*** SOURCE MATERIAL

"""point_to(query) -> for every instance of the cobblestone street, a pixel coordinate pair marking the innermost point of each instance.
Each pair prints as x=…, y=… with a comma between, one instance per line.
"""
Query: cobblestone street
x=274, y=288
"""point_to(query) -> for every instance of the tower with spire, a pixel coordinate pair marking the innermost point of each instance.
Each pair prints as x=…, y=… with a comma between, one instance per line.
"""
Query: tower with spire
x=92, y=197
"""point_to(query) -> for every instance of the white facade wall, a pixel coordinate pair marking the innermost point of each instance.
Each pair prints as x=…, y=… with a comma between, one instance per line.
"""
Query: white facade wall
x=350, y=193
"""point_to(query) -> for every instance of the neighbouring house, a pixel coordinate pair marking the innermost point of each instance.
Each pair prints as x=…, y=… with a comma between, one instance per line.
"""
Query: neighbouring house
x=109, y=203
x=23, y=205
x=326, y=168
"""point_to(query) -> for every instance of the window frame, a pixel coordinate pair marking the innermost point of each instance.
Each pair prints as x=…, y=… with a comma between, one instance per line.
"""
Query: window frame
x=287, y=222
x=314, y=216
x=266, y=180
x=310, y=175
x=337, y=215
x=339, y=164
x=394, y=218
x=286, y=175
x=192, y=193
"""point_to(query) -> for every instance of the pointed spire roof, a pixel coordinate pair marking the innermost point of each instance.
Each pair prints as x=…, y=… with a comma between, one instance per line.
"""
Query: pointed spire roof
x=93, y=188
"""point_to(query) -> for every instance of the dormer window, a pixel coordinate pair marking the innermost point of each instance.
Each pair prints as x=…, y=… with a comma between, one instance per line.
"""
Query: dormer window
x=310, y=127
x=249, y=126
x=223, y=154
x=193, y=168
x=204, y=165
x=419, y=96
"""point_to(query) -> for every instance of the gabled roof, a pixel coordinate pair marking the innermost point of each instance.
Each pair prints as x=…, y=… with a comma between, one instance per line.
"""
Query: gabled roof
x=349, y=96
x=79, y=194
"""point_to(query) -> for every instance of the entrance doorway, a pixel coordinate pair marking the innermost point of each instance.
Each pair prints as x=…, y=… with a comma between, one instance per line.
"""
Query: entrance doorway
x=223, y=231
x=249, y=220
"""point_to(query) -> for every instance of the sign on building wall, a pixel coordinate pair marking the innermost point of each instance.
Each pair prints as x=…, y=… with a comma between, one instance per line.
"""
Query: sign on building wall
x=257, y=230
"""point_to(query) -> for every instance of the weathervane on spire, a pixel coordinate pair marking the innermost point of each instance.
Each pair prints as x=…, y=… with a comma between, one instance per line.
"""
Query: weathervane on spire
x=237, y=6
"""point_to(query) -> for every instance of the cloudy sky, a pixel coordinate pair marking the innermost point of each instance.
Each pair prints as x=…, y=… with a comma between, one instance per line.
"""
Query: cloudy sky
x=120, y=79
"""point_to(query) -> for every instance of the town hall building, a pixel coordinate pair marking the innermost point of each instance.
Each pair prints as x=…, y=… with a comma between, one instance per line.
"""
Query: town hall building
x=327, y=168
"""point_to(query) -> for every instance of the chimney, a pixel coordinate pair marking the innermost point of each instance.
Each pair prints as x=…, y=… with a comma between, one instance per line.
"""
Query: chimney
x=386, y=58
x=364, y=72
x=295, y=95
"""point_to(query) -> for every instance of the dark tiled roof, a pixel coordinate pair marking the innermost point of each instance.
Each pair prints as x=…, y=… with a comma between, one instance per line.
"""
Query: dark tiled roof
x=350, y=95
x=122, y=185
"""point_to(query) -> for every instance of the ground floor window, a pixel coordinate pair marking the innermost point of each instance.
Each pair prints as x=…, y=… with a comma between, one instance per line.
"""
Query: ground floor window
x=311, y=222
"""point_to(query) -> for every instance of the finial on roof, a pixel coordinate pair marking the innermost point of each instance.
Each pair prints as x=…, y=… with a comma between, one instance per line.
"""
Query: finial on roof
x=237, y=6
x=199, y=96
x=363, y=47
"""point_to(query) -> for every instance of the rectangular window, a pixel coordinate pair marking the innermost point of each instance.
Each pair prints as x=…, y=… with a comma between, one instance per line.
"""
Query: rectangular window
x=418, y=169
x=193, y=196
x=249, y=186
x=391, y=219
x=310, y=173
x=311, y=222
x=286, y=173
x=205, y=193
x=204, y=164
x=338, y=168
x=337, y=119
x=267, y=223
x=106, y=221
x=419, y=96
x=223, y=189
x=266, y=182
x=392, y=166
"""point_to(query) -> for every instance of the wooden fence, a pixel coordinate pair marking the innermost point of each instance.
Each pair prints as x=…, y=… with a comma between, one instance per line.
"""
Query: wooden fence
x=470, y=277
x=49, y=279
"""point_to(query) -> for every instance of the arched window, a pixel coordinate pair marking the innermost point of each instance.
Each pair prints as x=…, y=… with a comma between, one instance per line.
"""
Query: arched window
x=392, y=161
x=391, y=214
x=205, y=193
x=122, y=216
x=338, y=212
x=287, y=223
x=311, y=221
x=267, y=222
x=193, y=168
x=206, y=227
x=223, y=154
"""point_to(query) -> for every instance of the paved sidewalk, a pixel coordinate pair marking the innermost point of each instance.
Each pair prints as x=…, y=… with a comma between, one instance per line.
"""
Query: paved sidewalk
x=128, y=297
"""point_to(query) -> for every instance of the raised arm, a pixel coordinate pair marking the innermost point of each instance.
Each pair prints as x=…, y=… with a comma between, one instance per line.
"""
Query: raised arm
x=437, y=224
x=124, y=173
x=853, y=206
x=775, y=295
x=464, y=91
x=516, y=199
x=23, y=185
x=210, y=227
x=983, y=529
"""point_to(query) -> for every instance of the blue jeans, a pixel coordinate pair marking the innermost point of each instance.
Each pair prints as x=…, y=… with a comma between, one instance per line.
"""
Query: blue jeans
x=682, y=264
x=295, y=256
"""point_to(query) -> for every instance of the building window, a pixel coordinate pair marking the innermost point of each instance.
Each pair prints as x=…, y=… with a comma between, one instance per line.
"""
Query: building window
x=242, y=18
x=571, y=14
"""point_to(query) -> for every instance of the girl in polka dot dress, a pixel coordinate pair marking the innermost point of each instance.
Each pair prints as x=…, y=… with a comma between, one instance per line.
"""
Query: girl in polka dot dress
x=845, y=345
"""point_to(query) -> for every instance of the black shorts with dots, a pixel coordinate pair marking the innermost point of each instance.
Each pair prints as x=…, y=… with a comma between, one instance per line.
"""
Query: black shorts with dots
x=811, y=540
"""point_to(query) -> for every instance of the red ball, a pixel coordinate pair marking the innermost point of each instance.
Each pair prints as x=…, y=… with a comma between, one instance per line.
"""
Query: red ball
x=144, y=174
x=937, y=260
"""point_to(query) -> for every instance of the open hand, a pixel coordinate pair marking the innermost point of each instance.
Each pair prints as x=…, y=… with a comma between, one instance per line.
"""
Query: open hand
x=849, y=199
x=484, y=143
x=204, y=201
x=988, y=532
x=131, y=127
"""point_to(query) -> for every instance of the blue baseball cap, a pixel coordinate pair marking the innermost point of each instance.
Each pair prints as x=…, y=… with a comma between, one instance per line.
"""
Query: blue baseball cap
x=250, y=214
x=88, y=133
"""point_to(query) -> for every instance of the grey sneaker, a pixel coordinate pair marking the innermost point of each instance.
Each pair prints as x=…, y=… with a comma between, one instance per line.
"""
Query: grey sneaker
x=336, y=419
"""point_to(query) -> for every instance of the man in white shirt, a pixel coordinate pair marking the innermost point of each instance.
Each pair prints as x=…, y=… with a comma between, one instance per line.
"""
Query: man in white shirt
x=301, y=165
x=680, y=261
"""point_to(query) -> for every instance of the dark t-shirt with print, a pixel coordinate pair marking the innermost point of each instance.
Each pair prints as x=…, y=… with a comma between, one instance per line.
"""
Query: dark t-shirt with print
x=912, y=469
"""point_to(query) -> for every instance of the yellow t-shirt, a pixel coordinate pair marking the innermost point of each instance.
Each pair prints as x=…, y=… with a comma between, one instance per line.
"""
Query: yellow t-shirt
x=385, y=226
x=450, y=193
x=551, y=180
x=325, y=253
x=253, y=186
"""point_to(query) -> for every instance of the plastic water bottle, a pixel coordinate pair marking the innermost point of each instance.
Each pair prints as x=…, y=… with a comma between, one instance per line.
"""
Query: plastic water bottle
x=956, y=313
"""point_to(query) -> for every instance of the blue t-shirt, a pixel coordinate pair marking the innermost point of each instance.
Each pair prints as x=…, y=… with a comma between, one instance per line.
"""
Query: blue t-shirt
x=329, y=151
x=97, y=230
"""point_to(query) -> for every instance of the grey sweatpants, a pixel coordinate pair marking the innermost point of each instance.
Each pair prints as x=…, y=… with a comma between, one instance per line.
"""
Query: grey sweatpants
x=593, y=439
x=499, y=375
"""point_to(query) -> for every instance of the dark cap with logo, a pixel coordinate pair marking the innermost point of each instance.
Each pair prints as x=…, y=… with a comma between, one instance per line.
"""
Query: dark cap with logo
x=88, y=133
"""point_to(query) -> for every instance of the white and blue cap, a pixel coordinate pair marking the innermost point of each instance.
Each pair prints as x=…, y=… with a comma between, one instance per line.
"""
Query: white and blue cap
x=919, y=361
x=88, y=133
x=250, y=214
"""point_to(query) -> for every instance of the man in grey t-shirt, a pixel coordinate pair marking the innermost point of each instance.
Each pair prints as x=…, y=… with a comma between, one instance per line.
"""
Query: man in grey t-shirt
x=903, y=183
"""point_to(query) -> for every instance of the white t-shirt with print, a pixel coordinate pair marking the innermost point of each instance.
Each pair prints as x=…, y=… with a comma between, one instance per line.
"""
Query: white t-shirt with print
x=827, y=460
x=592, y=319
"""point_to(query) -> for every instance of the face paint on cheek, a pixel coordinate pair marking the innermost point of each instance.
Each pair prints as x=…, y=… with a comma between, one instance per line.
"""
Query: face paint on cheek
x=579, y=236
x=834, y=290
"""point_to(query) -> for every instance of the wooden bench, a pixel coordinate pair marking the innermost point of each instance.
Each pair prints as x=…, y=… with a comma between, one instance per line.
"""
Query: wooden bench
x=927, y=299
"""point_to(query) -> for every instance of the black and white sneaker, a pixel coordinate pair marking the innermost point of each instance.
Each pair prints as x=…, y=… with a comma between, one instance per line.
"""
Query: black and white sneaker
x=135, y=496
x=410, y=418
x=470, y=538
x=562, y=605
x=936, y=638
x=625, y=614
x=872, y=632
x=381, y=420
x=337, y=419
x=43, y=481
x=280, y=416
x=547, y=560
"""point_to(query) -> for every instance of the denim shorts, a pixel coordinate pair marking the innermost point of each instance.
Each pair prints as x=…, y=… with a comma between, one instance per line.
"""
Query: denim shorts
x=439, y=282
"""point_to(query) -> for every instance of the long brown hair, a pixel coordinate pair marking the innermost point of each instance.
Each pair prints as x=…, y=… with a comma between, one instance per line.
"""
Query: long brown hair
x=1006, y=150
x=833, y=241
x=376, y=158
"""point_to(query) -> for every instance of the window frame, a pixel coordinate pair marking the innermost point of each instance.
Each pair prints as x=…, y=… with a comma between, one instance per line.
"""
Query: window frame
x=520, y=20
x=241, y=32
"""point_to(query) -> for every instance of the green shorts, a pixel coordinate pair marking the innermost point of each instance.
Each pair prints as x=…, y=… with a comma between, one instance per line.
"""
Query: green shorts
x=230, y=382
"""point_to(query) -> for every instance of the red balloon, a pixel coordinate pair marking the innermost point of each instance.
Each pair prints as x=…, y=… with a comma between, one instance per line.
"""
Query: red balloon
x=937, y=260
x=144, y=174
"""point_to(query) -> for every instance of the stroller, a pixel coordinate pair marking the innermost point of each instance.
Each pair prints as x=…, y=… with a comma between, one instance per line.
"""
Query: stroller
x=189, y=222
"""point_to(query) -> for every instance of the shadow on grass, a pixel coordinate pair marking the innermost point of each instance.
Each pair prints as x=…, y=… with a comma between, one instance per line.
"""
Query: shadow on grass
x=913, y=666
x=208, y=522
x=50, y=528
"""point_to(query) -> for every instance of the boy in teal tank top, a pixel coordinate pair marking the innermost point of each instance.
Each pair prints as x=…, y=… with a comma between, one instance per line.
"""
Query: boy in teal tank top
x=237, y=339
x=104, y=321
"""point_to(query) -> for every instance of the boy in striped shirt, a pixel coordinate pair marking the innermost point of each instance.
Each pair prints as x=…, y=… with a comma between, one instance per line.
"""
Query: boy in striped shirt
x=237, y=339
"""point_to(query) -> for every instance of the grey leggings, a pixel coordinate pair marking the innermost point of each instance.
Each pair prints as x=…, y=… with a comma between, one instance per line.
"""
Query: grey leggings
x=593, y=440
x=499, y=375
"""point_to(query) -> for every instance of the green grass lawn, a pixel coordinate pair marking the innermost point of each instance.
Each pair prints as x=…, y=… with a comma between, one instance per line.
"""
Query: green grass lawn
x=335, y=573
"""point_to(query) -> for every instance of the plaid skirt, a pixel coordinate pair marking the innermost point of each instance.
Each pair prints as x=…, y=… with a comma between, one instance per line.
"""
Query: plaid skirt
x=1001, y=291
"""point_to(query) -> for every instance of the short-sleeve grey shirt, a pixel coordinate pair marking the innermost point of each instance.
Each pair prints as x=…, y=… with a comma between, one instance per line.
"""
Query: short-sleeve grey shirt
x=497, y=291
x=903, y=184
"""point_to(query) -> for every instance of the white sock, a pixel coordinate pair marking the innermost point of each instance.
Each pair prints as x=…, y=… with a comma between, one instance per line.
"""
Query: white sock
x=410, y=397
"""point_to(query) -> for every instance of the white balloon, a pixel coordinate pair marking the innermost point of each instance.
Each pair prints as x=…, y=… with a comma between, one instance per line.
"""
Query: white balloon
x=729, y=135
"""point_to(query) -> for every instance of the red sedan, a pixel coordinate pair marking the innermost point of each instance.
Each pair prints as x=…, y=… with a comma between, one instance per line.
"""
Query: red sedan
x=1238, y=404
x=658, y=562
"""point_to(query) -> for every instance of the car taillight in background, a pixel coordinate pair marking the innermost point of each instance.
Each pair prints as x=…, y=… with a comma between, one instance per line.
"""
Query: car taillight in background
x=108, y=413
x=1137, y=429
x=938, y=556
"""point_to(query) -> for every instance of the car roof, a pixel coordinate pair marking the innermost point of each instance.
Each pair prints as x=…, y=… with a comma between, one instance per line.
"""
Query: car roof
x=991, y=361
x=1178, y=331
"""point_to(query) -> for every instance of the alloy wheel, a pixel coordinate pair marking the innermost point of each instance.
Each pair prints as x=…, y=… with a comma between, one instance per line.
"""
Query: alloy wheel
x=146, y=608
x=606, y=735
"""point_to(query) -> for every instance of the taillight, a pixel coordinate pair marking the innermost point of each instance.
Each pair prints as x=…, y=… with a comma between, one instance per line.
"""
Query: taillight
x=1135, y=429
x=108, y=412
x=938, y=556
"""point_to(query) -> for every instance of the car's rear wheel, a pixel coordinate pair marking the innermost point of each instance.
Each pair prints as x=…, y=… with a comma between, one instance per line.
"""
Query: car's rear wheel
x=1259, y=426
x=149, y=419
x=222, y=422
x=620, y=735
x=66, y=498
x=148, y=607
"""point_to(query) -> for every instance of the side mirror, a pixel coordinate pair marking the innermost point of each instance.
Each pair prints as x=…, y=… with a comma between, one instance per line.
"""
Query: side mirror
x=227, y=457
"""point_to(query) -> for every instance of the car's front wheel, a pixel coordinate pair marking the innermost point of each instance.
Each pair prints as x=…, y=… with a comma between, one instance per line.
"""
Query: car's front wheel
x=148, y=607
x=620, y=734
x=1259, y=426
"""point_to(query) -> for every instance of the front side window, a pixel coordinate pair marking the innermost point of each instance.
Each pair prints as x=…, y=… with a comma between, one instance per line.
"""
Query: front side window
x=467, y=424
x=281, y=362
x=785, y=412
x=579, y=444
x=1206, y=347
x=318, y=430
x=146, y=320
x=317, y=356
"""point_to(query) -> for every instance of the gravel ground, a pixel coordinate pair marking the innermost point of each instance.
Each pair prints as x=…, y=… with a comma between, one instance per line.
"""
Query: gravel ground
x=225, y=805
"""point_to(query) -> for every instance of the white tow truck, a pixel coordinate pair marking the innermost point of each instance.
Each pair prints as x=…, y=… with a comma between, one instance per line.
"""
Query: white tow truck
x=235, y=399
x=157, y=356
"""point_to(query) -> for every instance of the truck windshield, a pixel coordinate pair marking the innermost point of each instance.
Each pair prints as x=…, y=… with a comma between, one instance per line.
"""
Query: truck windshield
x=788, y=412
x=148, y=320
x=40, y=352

******

* [GOAL OF THE EXERCISE]
Give back, word for word, only the lines above from the line holding "the dark cap" to the line holding "grey t-shirt, a", both included.

* [RESULT OF THIS TASK]
"""point_to(query) -> for every instance of the dark cap with logo, a pixel coordinate pair marking the innermost point of each instance.
Each pair prints as x=…, y=… with a comma between, one instance per line.
"""
Query: dark cap with logo
x=88, y=133
"""point_to(query) -> for every instance of the white and blue cap, a pixel coordinate pair marking the innermost point of each instance.
Each pair prints as x=…, y=… with a comma between, one instance per line.
"""
Query: white and blue cap
x=919, y=361
x=88, y=133
x=250, y=214
"""point_to(query) -> for every instance of the man in grey t-shirt, a pixel coordinate pair marking the innermost point of each instance.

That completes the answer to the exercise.